SELECTED TEXT:

A motion made by Council Member Will Wynn to prohibit all new development around the Travis County Criminal Justice Center, where the city's Central Booking facility will be located, was approved unanimously Thursday. The development freeze gives the council time to work out a zoning ordinance that will prohibit businesses that might keep recently released prisoners in the area, such as liquor stores and bail bond facilities, from locating near the jail.

Concerned residents who protested the council's decision to move the facility two weeks ago haven't simmered down much since. Their latest worry: Will providing sewer and gas service to the Criminal Justice Center -- which is hooked up to the neighborhood's main utility lines -- take service away from their homes? No one is quite sure, but neighbors are pleading for an impact study to be done. "Until someone does this study and someone has some numbers, we don't know what we should do," says Paul Martin, chairman of the Downtown Neighborhood Association's Central Booking Committee. "We could even be overreacting."


Majority Wins

Council Member Raul Alvarez, with Council Members Danny Thomas and Beverly Griffith and Mayor Pro Tem Jackie Goodman solidly behind him, yanked a vote Thursday that would have approved a $39 million construction project on Town Lake, citing a low percentage of women and minority subcontractors in MW Builders' bid. The vote will postpone approval of the project -- a parking garage and community events center proposed for Town Lake Park -- for at least a week. According to aide Veronica Briseño, Alvarez wants to look into the city's process for soliciting bids from firms owned by minorities and women.

"Obviously, with a low bidder, you have to go with the lowest bid" under state law, Briseño says. "But I think [Alvarez] is concerned because this is such a huge project."

Leno Rivera, director of the city's Dept. of Small and Minority Business Resources, says that 274 minority firms were contacted by the city about bidding on the project, but few responded. Contacted again and asked why they chose not to bid, many minority firms said they were busy with other projects, Rivera says. Others said the project was simply too big for them.

Region labeling records:
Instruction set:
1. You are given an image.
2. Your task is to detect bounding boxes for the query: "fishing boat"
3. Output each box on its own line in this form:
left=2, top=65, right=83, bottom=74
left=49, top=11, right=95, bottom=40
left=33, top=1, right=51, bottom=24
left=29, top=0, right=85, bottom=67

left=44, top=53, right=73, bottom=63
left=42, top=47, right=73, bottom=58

TASKS FOR THIS EXERCISE:
1. Can you rewrite the region labeling rows in full, multiplying only the box coordinates in the answers by 1.35 and rounding each to a whole number, with halves rounded up?
2. Could you proceed with the city council news report, starting from the point where it stops?

ANSWERS PER TASK:
1.
Instruction set:
1. You are given an image.
2. Your task is to detect bounding boxes for the query: "fishing boat"
3. Output each box on its own line in this form:
left=2, top=65, right=83, bottom=74
left=49, top=11, right=95, bottom=40
left=33, top=1, right=51, bottom=24
left=29, top=0, right=85, bottom=67

left=59, top=72, right=99, bottom=85
left=57, top=63, right=99, bottom=78

2.
Under an ordinance passed by the city in 1989 and amended in 1995, 2.6% of work contracted by the city is supposed to go to firms owned by African-Americans, 20.5% to Hispanics, and 8.4% to women, but the numbers have frequently fallen short. Cloteal Haynes, lead consultant for Haynes, Eaglin, & Waters and a board member of the Austin Black Contractors Association, says she finds the low participation of African-American subcontractors -- only one is listed in the current bid -- particularly surprising in the civic center project.

"Most African-American contractors are in the building trades," says Haynes. "You would expect a more natural involvement for African-Americans in this -- it shouldn't be zero."

In her estimation, Haynes says, city staff has erred too far on the side of caution in soliciting minority-owned firms to do contracting work. "There has been a tendency to be so doggone cautious, they haven't pushed the envelope as far as they could go," Haynes says. "In cities where there is a strong priority on minority contracting, it happens. People find a way when the message is clear."


This Week in Council

The council will consider an appeal of Hyde Park Baptist Church's latest development proposal, a "multiuse facility" at the Quarries in Northwest Austin. The facility -- actually a complex of several buildings -- would include a recreational facility, a child care center, and possibly the church's senior high school. The surrounding neighborhoods, which organized as Five Neighborhoods United when the church announced its plans to move into the area, reached an agreement with the church on development controls in the area, but many residents are less than thrilled with the dense development the proposal would allow.

And a vote on a lawsuit settlement with Lumbermen's Investment Corporation over the Sand Creek tract next to the Seaholm power plant will be taken on Nov. 9, nearly a month after the Oct. 12 deadline Lumbermen's set in September.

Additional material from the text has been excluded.